Text: Luke 1: 5-13, 18-20; 26-38
Throughout the fall, we have been reading some of the key, formative stories of the Hebrew scriptures, and if you were paying attention this morning, you may have noticed that we have finally made it to the New Testament.
As we come to the New Testament, it is very helpful to have some familiarity with the Hebrew scriptures, because for the early church, for those who wrote the New Testament, the Hebrew scriptures were their entire Bible. The Old Testament is the Bible of Mary and Joseph and Jesus and Peter and John and Paul. And as we read the New Testament, there are all kinds of quotes and references and allusions to people and events that took place in the Old Testament. You can’t really understand the New Testament without some familiarity with the Hebrew scriptures.
The prophets spoke of a coming messiah. Isaiah spoke of the one who would come as Wonderful Counselor, Mighty God, Everlasting Father, Prince of Peace, and the church has seen in Jesus the fulfillment of that prophecy.
As we look ahead to Christ’s birth, we will be taking a look at two groups of characters that we find in the Christmas story. In a Christmas pageant, at the bare minimum you’ve got Mary and Joseph and the baby Jesus. (Now I will say that since we now two new babies in the church and one more due before Christmas, I think we should do a little re-write on the script and have Mary give birth to triplets. Nobody else seems to like that idea, but I do think it is worth considering.)
Anyway, traditionally there are Mary and Joseph and the baby Jesus. You’ve got some sheep and possibly other animals around the manger. You’ve got the Wise Men who show up after Jesus is born, but right around the time of birth, there are two important groups of characters. There are angels and there are shepherds. We will be thinking together about shepherds in a couple of weeks; this morning we are going to think about the angels.
As I was contemplating angels this week, I thought about going to Evansville White Sox games when I was 7 or 8 years old. The White Sox were a minor league team of the Chicago White Sox. I remember my friend Monty and I bringing our gloves to the game, hoping to catch a foul ball. I remember eating salted in the shell peanuts, only Monty and I would sometimes eat them shell and all because they were so salty and good. And I can remember exactly one player: Angel Bravo. He went on to have a journeyman kind of career in the big leagues, but he had that awesome name. Angel Bravo. He seemed to epitomize what angels were supposed to be: a kind of larger than life hero.
Our thinking about angels is influenced by popular culture – or maybe popular culture reflects what we think about angels. There was Charlie’s Angels, that 70’s TV cop show with Farrah Fawcett. Angels in the Outfield, a movie in which angels are sent to fulfill the wish of a child that required getting the California Angels to win the pennant. This was followed up by Angels in the End Zone and Angels in the Infield and no, I didn’t see any of these movies. Of course, there is A Wonderful Life with Clarence the Angel and the line “Every time a bells rings, an angels gets its wings.” You’ve also got the movie “Michael” in which John Travolta plays a chain-smoking angel.

—————

[SET TASK 1] According to the text about angels, why is it helpful to know the Hebrew scriptures when coming to the New Testament? Answer in one to three sentences.
[SET TASK 2] Translate this sentence from the text about angels into Spanish: "The prophets spoke of a coming messiah."
The data isn't needed for these tasks.

—————

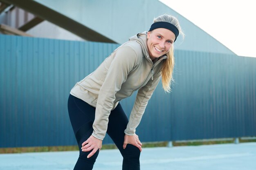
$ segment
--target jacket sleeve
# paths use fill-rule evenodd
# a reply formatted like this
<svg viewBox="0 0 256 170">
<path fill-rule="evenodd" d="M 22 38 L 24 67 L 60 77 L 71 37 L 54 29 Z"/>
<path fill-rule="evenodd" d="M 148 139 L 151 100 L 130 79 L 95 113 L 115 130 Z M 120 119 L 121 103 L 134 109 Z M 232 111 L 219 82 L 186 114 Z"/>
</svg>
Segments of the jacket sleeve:
<svg viewBox="0 0 256 170">
<path fill-rule="evenodd" d="M 121 46 L 114 55 L 105 79 L 99 90 L 92 135 L 101 140 L 106 135 L 108 117 L 115 99 L 115 94 L 126 80 L 128 75 L 136 66 L 137 57 L 129 46 Z"/>
<path fill-rule="evenodd" d="M 145 86 L 139 90 L 128 124 L 124 130 L 126 134 L 133 135 L 135 134 L 136 128 L 140 122 L 148 100 L 158 84 L 161 77 L 161 73 L 159 72 L 153 77 L 153 80 L 150 79 Z"/>
</svg>

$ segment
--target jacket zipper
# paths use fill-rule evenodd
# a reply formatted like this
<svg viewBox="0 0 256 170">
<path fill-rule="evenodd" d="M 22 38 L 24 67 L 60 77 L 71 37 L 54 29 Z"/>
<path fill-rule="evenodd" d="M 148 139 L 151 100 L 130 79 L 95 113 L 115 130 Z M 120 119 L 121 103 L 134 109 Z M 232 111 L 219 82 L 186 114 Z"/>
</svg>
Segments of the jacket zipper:
<svg viewBox="0 0 256 170">
<path fill-rule="evenodd" d="M 152 64 L 153 63 L 153 62 L 152 62 L 152 61 L 151 61 L 151 63 L 150 63 L 150 64 L 151 64 L 151 65 L 152 65 L 152 67 L 151 68 L 151 70 L 150 70 L 150 72 L 149 73 L 149 74 L 148 74 L 148 76 L 146 77 L 146 79 L 144 80 L 144 81 L 143 82 L 143 83 L 142 83 L 142 84 L 141 84 L 141 85 L 138 88 L 136 88 L 136 89 L 135 89 L 135 90 L 134 90 L 132 91 L 132 93 L 131 93 L 131 94 L 130 94 L 130 95 L 128 97 L 130 96 L 131 96 L 131 95 L 132 94 L 132 93 L 133 93 L 133 92 L 134 92 L 134 91 L 137 91 L 137 90 L 139 89 L 139 88 L 140 88 L 141 87 L 141 86 L 145 86 L 145 85 L 144 85 L 144 83 L 145 83 L 145 81 L 146 81 L 147 79 L 148 79 L 148 75 L 150 75 L 150 72 L 151 72 L 151 79 L 152 79 L 152 80 L 153 80 L 153 69 L 154 69 L 154 67 L 155 67 L 156 66 L 157 66 L 157 65 L 158 63 L 159 63 L 160 62 L 161 62 L 161 61 L 162 60 L 164 60 L 164 59 L 162 59 L 162 60 L 158 60 L 158 61 L 157 61 L 157 62 L 156 62 L 156 63 L 155 64 L 155 65 L 154 65 L 154 64 Z M 149 62 L 149 61 L 148 61 L 148 62 L 149 62 L 150 63 L 150 62 Z"/>
</svg>

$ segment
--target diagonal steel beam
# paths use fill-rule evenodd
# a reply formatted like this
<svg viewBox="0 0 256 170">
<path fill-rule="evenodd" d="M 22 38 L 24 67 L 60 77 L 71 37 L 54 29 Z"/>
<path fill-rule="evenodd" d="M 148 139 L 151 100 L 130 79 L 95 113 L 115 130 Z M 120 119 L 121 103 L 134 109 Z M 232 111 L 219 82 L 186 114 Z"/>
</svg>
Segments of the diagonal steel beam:
<svg viewBox="0 0 256 170">
<path fill-rule="evenodd" d="M 117 43 L 81 23 L 32 0 L 1 0 L 13 4 L 89 41 Z"/>
</svg>

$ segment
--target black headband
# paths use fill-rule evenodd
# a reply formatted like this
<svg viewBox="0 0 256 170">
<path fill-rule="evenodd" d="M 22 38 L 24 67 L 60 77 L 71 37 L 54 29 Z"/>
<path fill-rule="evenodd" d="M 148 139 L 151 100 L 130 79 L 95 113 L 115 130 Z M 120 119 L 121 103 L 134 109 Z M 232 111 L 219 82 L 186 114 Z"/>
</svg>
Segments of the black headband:
<svg viewBox="0 0 256 170">
<path fill-rule="evenodd" d="M 174 34 L 175 34 L 175 35 L 176 36 L 174 42 L 176 41 L 176 39 L 177 38 L 178 35 L 179 35 L 179 30 L 177 27 L 174 26 L 174 25 L 173 25 L 169 22 L 163 21 L 155 22 L 151 25 L 150 29 L 149 29 L 148 31 L 151 31 L 155 29 L 160 28 L 168 29 L 174 33 Z"/>
</svg>

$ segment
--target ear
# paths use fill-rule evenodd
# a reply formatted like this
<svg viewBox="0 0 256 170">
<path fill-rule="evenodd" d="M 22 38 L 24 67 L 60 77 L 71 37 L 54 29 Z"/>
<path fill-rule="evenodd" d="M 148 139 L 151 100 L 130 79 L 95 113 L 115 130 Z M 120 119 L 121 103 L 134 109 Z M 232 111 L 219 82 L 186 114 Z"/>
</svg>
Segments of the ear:
<svg viewBox="0 0 256 170">
<path fill-rule="evenodd" d="M 149 37 L 150 36 L 150 31 L 148 31 L 148 33 L 147 34 L 147 38 L 149 38 Z"/>
</svg>

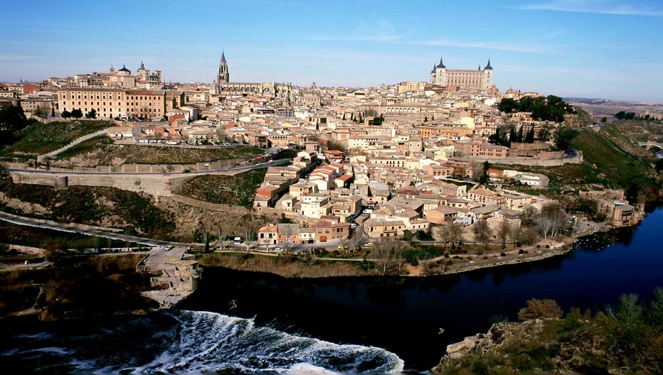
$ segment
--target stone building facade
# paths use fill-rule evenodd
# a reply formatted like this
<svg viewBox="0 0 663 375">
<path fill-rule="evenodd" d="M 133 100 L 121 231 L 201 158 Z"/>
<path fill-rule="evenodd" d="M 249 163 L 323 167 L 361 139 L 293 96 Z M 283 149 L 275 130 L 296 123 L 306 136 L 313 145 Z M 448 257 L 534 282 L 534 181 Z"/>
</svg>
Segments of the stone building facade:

—————

[FINAL RESULT 1] For the early church and the writers of the New Testament, the Hebrew scriptures were their entire Bible. The New Testament is also full of quotes, references and allusions to people and events from the Old Testament, so it can't really be understood without some familiarity with those scriptures.

[FINAL RESULT 2] Los profetas hablaron de un mesías que había de venir.